Looking back at her records, Bhakta discovered that about 40 percent of her bookings had come from Iowa: people traveling here to go to Valleyfair, the Renaissance Festival or to tour college campuses. Bhakta now believes the floods that hit Iowa last summer kept some of those folks off the road and accounted for much of the drop in her bookings.

Alliances pay off

On the positive side, Bhakta has forged alliances with Brackett's Crossing County Club and the Chart House restaurant to provide accommodations for guests.

"She is a very good partner when it comes to supplying rooms for guests here," said Sarah Smith-Larkin ,who is in sales and marketing at Brackett's Crossing, which hosts up to 600 people for weddings and other events. "We have heard nothing but good things."

M.J. Henschel, sales manager at the Chart House, said she also has received positive feedback from people she has referred to Bhakta. "I know they're going to be taken care of," Henschel said.

Going into the hotel business was something Bhakta had vowed never to do after growing up and working in a small hotel her parents owned in Arizona. That's exactly what she did, however, when she bought the Owatonna motel.

To the grown-up Bhakta, the move made sense: She could build the business while she and her husband could live there with their two daughters and avoid extra expenses such as a mortgage, a car payment and day care.

Now Bhakta has her sights set on acquiring a higher-end brand hotel such as a Marriott.

She recently met with business counselors at the Metropolitan Economic Development Association (MEDA), a Minneapolis nonprofit that provides training, financing, consulting and other assistance to minority-owned and managed companies, to begin putting such plans together.

Bigger plans

Maria Seiler, vice president of diversity at Carlson Hotels Worldwide and a MEDA board member, praised Bhakta's accomplishments and said she can go even further in the industry.

"Her dream is to have a whole portfolio of hotels under her ownership, and I believe she will," Seiler said. "To be a self-made woman and to have achieved this much, that's big. She's an inspiration for many of us.

Aim
Pick up the article on Bhakta's motel business right after its last sentence and keep writing it. The material that comes next has nothing to do with the article.

Information provided

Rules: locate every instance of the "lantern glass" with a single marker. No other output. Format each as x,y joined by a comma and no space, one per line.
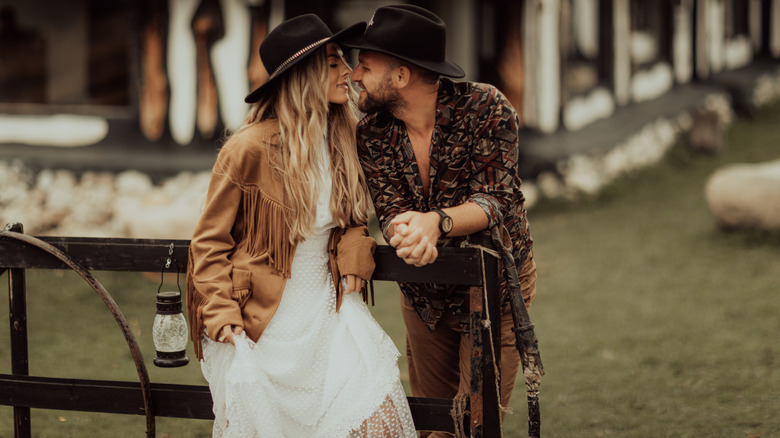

Written answer
The key, Seiler said, is for Bhakta to continue working with MEDA and partnering with MEDA client companies, other hotel owners and companies in other industries to learn about overcoming challenges and growing her business.

"If you're going into full-service [hotels], it's a whole new ballgame," Seiler said. "As you want to play in a bigger space, you have to build relationships with other organizations, other people who have connections and may have that infusion of cash to build your business."

This summer, Bhakta will host a conference for as many as 1,000 women in her extended family network, and those who provided financing will be able to see the hotel for themselves.

"It's been a blessing," Bhakta said. "When you have bad days, you think about all the people who invested in you."

The expert says:

Bruce Corrie, business professor and dean of the College of Business and Organizational Leadership at Concordia University in St. Paul, said getting business financing from friends and families is relatively common in minority communities.

"In the Asian community they tend to go to friends and family networks, partly because their experience with credit has not been good," Corrie said. "This may have changed, but they may prefer to pay up bills and not be in debt. As a result, when they do go for loans from formal banks, they may not get the money. If they don't want to approach banks, these informal networks are out there."

Such extended family networks may help soften the effects of the credit crisis and the souring economy, Corrie said.

"That would give you more of a cushioning effect than if you were out on your own," Corrie said.